Switch every "put a marker on" in the records below to "place a point on", leave everything else unchanged, and omit the pictures from your answer.

= DATA SHOWN =
______________________________

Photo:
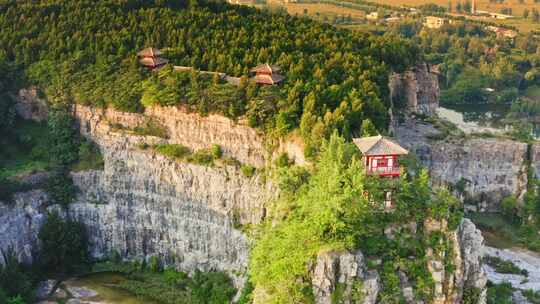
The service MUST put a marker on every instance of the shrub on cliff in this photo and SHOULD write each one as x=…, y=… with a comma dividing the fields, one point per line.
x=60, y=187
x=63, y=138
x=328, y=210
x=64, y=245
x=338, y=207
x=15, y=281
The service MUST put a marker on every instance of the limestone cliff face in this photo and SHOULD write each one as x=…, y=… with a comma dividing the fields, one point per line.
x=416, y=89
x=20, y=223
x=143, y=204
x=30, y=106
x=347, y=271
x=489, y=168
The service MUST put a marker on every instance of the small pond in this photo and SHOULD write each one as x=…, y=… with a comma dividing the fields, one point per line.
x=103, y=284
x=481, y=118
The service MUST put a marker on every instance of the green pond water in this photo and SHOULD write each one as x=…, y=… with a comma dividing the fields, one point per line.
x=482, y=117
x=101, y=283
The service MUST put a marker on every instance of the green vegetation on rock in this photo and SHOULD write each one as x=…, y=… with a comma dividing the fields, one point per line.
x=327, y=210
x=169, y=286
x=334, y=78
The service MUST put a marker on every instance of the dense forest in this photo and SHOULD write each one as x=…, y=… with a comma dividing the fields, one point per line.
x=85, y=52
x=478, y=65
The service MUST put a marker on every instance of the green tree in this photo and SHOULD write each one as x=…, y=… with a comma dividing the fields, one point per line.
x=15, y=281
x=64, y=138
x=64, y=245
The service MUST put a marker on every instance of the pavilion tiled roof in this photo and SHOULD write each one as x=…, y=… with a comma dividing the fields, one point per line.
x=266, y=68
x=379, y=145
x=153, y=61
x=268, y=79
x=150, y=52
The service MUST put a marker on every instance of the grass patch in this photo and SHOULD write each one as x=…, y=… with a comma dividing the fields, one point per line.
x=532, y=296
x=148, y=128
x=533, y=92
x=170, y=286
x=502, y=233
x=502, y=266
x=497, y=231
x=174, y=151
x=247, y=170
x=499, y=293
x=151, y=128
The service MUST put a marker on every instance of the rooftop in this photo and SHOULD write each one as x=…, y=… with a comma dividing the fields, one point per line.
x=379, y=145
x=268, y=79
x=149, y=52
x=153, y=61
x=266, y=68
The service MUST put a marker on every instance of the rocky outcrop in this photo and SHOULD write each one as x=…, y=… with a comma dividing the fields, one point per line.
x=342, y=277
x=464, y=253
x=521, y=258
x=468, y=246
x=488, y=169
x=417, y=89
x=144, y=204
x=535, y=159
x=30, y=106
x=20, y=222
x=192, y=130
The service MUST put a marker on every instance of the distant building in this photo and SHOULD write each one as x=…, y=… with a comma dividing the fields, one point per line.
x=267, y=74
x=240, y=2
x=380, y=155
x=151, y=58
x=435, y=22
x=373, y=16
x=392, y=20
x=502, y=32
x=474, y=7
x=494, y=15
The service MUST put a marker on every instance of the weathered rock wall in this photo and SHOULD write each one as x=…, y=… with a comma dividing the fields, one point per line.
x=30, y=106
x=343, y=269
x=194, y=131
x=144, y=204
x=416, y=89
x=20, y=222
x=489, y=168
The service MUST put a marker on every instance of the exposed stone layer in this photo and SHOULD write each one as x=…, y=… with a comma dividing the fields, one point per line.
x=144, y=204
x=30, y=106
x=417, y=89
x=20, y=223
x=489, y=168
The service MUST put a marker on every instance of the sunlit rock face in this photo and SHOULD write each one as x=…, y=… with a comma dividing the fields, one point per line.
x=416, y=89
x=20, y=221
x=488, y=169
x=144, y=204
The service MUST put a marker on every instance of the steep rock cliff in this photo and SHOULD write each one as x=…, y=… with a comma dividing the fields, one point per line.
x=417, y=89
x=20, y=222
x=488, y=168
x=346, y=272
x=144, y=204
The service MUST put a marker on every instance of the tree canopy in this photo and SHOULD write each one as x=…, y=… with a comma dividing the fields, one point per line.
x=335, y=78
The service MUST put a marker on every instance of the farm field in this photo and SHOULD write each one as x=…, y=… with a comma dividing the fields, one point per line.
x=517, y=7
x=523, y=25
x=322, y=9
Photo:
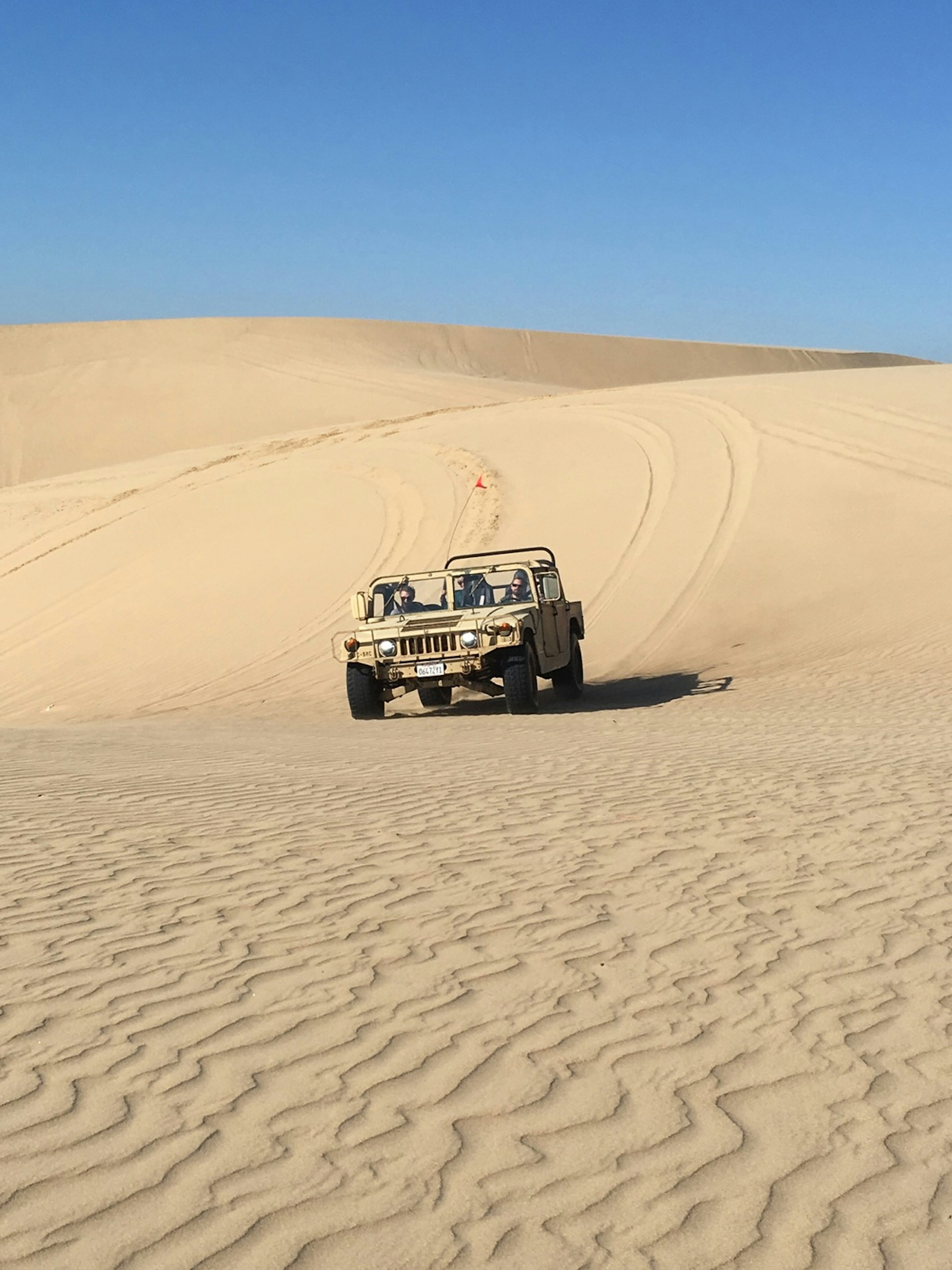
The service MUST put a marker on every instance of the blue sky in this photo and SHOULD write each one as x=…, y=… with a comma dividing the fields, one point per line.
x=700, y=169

______________________________

= ANSWER TO THE EXERCISE =
Photo:
The service MUST place a point on every instance of the shrub on cliff in this photo and SHOULD write each one as x=…, y=… with a comma dividing the fields, one point per line.
x=60, y=187
x=63, y=138
x=328, y=210
x=64, y=245
x=338, y=207
x=15, y=281
The service MUST place a point on every instance of the limestone cliff face in this photo and SHOULD write each one as x=…, y=… with a comma dividing the fields, one point per line.
x=416, y=89
x=20, y=223
x=143, y=204
x=30, y=106
x=347, y=271
x=489, y=168
The service MUST place a point on every instance of the small pond in this photo and SHOULD write each one as x=…, y=… with a comma dividing the fields, one point per line.
x=103, y=284
x=481, y=118
The service MUST place a point on every instance of the green pond water in this photo and SHOULD write each one as x=…, y=… with a comma dividing the fields, one point per line.
x=482, y=117
x=101, y=283
The service MUST place a point on every instance of the green vegetation on rock in this photo and SHOULD write each one as x=…, y=… with a comma dividing the fields, one point per line.
x=327, y=210
x=169, y=286
x=334, y=78
The service MUST place a point on every instance of the dense forest in this photo and SHOULD write each one as x=…, y=… with a comma dividing the fields, one point per line.
x=85, y=52
x=478, y=65
The service MUST place a point on every instance of the green tree in this photo and SHOULD write each one as x=…, y=… with a comma dividing the fields, one point per line.
x=15, y=281
x=64, y=138
x=64, y=245
The service MUST place a point on every instance of the pavilion tiled roof in this photo and SHOULD write each one as x=…, y=… with a comma dividing the fields, one point per line.
x=266, y=68
x=379, y=145
x=153, y=61
x=268, y=79
x=150, y=52
The service MUST place a point on every instance of the grass patch in this photo and SHOULD write each one as x=…, y=… with a comma dividing the fields, one point per line.
x=532, y=296
x=148, y=128
x=533, y=92
x=170, y=286
x=502, y=233
x=502, y=266
x=497, y=231
x=174, y=151
x=247, y=170
x=499, y=293
x=151, y=128
The service MUST place a point on every instance of the rooftop in this photo and SHOULD write each one as x=…, y=… with a comma dividing the fields, one point per line.
x=379, y=145
x=268, y=79
x=149, y=52
x=153, y=61
x=266, y=68
The service MUST place a point on every instance of the rocky outcrop in this photo and SHOULD write each one as x=…, y=… with a comma dividing the fields, one point per line.
x=342, y=277
x=464, y=253
x=521, y=258
x=468, y=246
x=488, y=169
x=417, y=89
x=144, y=204
x=535, y=159
x=30, y=106
x=20, y=222
x=192, y=130
The service MUST place a point on every instance of the distant building in this photo and SHOULD write each one as x=…, y=… with a comma dividing the fields, one point per line.
x=267, y=74
x=240, y=2
x=380, y=155
x=151, y=58
x=435, y=22
x=373, y=16
x=392, y=20
x=502, y=32
x=474, y=7
x=494, y=15
The service MUST place a point on every instance of the weathered rock wall in this photo and SHOULD write each one as x=…, y=… with a comma dividing the fields, one point per line.
x=30, y=106
x=343, y=269
x=194, y=131
x=144, y=204
x=416, y=89
x=20, y=222
x=489, y=168
The service MUST place a point on every instance of the exposed stone layer in this photo and SHOULD write each one as x=…, y=… with a comma dividing the fields, one point per line.
x=144, y=204
x=30, y=106
x=417, y=89
x=20, y=223
x=489, y=168
The service MUST place a point on every instance of the sunlit rock face in this photo and SHOULD write each one as x=…, y=… with a comma dividing the fields, one point per line.
x=416, y=89
x=20, y=221
x=488, y=169
x=144, y=204
The service MUST place a point on every instance of the steep rock cliff in this photo and SHOULD write each one as x=…, y=… with a comma dividing the fields, one point per line.
x=417, y=89
x=20, y=222
x=488, y=168
x=346, y=272
x=144, y=204
The service MUST place a point on every instance of the tree canopy in this photo and SHOULD write each one as x=…, y=… with a comma dividing the fields, one point per line.
x=335, y=78
The service MUST place a point on every instance of the farm field in this photo and SHOULD write each one as x=…, y=… with a comma dividing the fields, one point per line.
x=517, y=7
x=523, y=25
x=322, y=9
Photo:
The service MUST place a point on every instance of the blue sky in this photo and SHOULD write each one as x=…, y=… with a comma dividing the fields, one point per line.
x=700, y=169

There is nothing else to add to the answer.